---------- Quoted passage

Wednesday, Dec. 19, 2012
News for Gay, Lesbian, Bisexual and Transgender Physicians
Supreme Court to hear cases on Defense of Marriage Act, gay marriage
The Supreme Court of the United States recently announced that it will hear two cases related to gay rights this term, one regarding the constitutionality of the Defense of Marriage Act and the other concerning Proposition 8, the California measure banning same-sex marriage in the state.
According to an article on the American Civil Liberties Union website, the Defense of Marriage Act plaintiff, Edie Windsor, challenged the constitutionality of the law in federal court after her partner of 44 years, Thea Spyer, passed away. The federal government refused to acknowledge their marriage, the article states, meaning Edie's inheritance was taxed as though they were strangers.
A ruling striking down the law would mean the federal government has to recognize same-sex couples legally married in their state, but it would not extend the right to gay couples in states that do not permit same-sex marriage. Conversely, a broad ruling in the Proposition 8 case could mean that California—and potentially all states—must allow marriage rights to same-sex couples. The Supreme Court likely will hear both cases in March and issue its opinions sometime in June.
The AMA has filed an amicus brief in support of plaintiffs challenging the constitutionality of the Defense of Marriage Act, believing there are no meaningful psychological differences between homosexual and heterosexual marriages. View a past edition of AMA Wire for details about the brief.
Retirement seemingly improving for aging gay boomers
As mainstream acceptance of rights for gay, lesbian, bisexual and transgender (GLBT) people grows, these Americans are finding the proposition of retiring easier.

--------------------
---------- Stored data

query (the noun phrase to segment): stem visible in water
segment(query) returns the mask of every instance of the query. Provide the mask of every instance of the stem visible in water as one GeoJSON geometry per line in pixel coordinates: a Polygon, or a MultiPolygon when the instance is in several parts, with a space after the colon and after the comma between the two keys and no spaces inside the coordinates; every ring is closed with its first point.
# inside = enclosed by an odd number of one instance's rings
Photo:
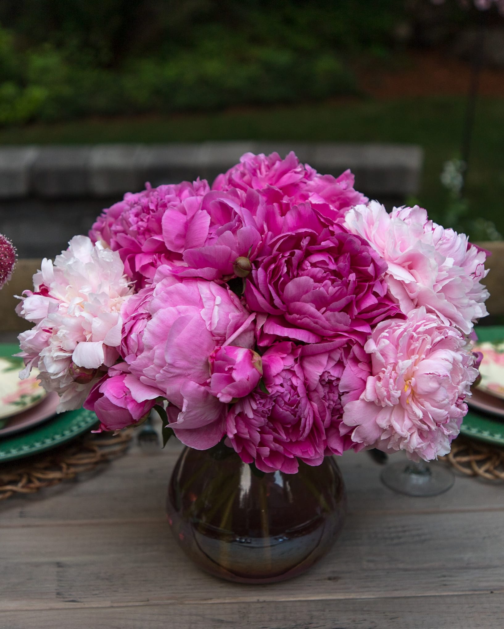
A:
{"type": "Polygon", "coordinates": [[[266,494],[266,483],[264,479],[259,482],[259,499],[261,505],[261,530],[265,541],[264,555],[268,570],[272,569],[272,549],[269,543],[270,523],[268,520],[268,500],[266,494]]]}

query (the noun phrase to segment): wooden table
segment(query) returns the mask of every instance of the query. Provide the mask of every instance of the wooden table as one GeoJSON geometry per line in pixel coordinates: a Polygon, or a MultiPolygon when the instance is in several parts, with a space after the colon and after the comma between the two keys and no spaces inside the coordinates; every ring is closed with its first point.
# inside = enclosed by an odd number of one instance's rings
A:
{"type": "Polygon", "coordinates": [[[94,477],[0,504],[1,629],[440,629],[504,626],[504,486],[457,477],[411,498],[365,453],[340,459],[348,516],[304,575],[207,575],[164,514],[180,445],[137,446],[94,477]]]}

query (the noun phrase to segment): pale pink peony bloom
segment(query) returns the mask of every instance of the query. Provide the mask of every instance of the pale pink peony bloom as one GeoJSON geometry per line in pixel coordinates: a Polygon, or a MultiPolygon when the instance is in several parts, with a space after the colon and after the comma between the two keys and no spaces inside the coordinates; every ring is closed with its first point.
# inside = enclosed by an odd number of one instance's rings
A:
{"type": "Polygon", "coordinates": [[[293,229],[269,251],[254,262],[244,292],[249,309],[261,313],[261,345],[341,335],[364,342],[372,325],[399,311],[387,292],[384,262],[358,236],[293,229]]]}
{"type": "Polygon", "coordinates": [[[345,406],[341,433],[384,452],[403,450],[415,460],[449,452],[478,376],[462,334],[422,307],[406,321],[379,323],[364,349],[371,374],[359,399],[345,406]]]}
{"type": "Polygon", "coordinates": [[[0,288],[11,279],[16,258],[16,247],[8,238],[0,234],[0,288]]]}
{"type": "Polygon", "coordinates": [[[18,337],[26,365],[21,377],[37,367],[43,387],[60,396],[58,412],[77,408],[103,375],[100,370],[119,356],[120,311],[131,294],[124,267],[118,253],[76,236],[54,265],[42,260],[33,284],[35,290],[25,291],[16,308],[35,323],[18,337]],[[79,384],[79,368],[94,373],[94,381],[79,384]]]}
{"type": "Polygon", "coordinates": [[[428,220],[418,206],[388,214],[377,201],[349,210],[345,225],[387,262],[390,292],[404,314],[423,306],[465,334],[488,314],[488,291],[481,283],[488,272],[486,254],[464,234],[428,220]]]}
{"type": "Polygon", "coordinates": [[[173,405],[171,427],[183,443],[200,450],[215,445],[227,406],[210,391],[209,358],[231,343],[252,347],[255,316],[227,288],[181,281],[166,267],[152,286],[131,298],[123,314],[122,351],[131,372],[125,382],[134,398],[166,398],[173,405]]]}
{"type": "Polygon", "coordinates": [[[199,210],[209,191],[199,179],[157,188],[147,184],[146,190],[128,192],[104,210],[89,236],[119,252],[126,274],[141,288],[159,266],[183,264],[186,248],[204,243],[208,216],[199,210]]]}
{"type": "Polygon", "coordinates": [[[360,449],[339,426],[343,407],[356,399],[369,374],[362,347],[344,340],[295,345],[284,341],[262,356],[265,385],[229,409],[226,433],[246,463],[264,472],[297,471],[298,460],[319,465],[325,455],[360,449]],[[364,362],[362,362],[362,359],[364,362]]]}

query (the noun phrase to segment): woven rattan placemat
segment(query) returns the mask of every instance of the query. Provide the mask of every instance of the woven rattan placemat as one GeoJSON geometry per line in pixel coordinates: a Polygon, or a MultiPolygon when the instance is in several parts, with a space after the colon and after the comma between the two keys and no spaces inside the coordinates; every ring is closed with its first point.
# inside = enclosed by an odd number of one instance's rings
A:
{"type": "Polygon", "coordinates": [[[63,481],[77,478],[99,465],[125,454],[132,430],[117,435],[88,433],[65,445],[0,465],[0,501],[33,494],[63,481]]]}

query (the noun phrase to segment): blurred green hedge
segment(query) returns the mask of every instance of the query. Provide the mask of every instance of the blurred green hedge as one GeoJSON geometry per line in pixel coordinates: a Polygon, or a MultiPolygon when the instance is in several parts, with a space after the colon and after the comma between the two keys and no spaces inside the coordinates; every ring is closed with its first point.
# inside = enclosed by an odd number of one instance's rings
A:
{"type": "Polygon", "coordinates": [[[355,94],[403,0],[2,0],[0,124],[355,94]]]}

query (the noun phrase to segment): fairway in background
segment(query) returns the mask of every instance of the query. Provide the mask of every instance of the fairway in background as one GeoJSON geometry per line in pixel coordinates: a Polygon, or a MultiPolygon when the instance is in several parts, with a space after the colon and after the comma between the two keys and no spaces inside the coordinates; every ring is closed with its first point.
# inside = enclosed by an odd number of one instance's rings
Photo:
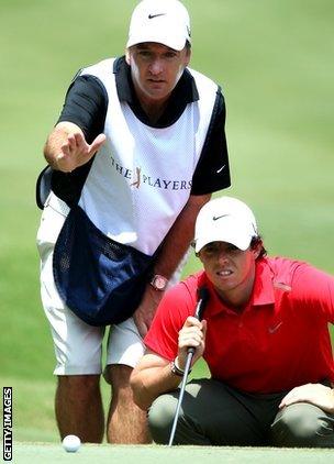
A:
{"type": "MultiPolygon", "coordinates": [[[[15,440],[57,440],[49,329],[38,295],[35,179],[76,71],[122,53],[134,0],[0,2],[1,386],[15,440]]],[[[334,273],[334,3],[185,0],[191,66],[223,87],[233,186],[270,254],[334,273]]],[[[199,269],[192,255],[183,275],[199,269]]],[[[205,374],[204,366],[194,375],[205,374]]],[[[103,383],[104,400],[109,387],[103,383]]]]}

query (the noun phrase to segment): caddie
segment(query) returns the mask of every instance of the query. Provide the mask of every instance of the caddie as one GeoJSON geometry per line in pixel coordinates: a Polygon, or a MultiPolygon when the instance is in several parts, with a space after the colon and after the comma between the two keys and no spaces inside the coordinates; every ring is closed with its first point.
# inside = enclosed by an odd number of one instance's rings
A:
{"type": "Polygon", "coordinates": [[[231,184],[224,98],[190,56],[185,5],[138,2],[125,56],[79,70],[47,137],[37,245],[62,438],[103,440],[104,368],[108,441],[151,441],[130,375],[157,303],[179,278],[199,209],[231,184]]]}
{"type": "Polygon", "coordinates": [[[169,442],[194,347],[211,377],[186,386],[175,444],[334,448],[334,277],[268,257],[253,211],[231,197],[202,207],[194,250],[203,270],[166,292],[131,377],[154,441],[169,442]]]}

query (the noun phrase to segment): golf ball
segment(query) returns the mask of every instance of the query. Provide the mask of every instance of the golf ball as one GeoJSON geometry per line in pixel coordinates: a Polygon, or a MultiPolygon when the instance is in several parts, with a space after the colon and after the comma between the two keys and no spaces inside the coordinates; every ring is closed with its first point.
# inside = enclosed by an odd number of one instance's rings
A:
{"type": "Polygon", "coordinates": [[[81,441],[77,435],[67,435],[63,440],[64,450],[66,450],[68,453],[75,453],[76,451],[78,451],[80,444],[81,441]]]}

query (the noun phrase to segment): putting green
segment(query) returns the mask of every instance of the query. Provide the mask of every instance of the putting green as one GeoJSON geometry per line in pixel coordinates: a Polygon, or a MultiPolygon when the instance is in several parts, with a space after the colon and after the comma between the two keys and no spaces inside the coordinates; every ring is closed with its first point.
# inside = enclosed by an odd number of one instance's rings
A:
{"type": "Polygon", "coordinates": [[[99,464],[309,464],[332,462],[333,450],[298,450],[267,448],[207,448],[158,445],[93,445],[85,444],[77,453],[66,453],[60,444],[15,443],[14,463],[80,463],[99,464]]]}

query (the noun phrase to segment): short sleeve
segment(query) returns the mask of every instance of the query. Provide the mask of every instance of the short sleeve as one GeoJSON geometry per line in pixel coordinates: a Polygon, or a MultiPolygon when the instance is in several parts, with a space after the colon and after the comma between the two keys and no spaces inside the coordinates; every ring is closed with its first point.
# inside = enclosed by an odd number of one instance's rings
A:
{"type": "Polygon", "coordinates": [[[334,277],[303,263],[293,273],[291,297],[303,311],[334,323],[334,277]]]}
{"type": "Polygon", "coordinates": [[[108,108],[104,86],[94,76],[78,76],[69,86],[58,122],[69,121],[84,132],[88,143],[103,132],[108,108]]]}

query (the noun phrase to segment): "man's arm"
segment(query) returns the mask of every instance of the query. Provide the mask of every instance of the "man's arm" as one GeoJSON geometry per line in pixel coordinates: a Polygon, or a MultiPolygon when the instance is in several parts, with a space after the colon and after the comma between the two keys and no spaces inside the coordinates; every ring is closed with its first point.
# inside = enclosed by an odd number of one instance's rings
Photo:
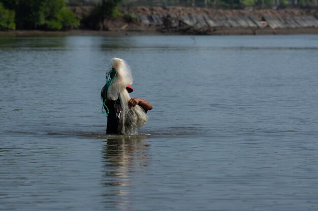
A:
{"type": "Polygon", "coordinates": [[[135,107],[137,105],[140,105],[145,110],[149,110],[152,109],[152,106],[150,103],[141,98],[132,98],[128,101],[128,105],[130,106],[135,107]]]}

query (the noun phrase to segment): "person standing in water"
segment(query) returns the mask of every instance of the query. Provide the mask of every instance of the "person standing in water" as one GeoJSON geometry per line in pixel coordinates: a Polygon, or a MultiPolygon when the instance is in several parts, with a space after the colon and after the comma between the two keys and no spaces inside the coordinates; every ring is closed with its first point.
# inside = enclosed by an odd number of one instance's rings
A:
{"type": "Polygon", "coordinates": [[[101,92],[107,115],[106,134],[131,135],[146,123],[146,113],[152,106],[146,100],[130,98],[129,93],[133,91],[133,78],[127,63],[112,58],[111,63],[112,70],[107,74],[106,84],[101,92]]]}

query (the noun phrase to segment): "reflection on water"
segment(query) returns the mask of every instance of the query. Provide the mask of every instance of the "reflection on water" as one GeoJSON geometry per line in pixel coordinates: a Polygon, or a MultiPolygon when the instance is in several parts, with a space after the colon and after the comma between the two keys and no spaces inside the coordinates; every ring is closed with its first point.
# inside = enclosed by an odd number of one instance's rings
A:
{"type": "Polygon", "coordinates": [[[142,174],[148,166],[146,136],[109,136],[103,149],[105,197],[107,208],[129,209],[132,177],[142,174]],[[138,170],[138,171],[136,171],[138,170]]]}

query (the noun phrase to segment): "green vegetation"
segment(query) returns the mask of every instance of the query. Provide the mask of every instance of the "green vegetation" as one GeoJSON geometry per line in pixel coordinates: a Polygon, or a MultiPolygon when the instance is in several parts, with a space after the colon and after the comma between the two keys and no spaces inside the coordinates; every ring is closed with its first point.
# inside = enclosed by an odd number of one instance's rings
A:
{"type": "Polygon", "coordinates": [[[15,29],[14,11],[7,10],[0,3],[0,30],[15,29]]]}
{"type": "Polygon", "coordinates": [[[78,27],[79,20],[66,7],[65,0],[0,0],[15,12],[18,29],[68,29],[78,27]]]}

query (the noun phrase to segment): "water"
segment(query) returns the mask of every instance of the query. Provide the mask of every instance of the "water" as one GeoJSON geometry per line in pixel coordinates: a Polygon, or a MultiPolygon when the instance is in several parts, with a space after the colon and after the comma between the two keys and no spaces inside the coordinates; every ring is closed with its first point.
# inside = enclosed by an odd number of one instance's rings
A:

--------------------

> _Required tasks_
a) Answer these questions about the news bulletin above the rows:
(i) How many years were Edie Windsor and Thea Spyer partners?
(ii) In which month will the Supreme Court likely hear both cases?
(iii) What did the AMA file in support of the plaintiffs challenging the Defense of Marriage Act?
b) Carry the news bulletin above the rows forward with a few sentences, picking up right after its final line.

> _Task responses_
a)
(i) 44 years
(ii) March
(iii) An amicus brief

b)
In the past, GLBT retirees faced significant hurdles, including finding compassionate caregivers, securing visitation rights with their partners and sharing retirement benefits. However, today's gay and lesbian boomers have significantly more protection than their predecessors, according to a report by CNN.
For one, although the Defense of Marriage Act continues to disallow federal acknowledgement of same-sex marriages, the federal Pension Protection Act of 2006 allows a rollover option to non-spousal beneficiaries without incurring a tax penalty, CNN reports. In 2010, President Obama issued a memorandum requiring all hospitals receiving Medicare or Medicaid funds to respect the rights of all patients to choose who may visit them during a hospital stay—including a same-sex domestic partner, CNN reports.
Retirement facilities are also becoming more gay-friendly. This is partly because of the Administration on Aging's new guidelines, which state that the agencies and programs it funds should recognize the GLBT population as among those with "the greatest social need," CNN reports.